» 목표
아래 데이터에서 그림을 뺀 나머지 줄을 모두 추출해 한 글자도 바꾸지 말고 그대로 적으세요.

^^^^^^^^

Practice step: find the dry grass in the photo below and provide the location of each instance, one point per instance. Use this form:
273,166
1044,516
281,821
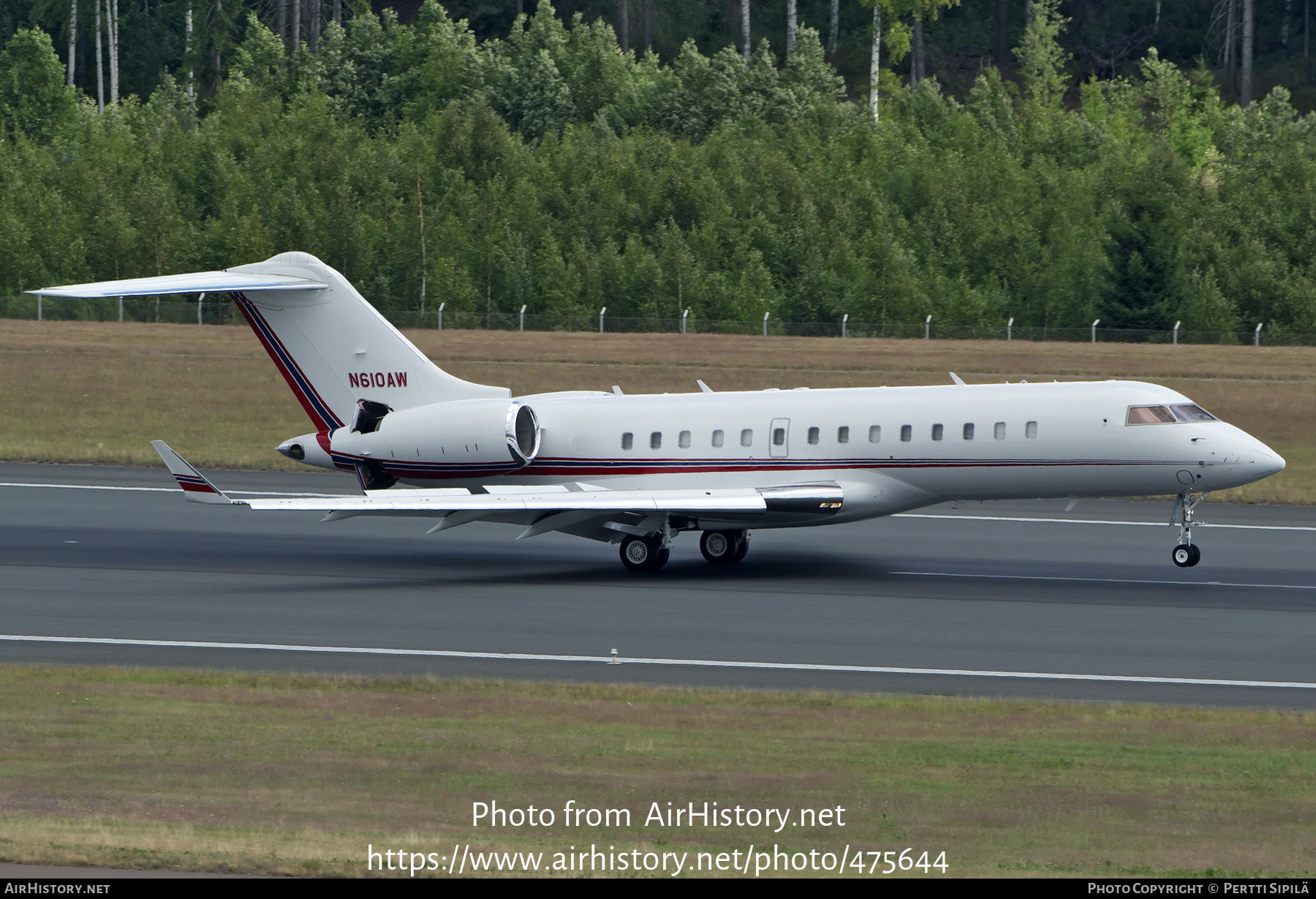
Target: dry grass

^^^^^^^^

» 과제 답변
Practice step: find the dry grass in the photo below and provide the location of each instance, one point per instance. Use this form:
273,166
1044,516
281,821
Target: dry grass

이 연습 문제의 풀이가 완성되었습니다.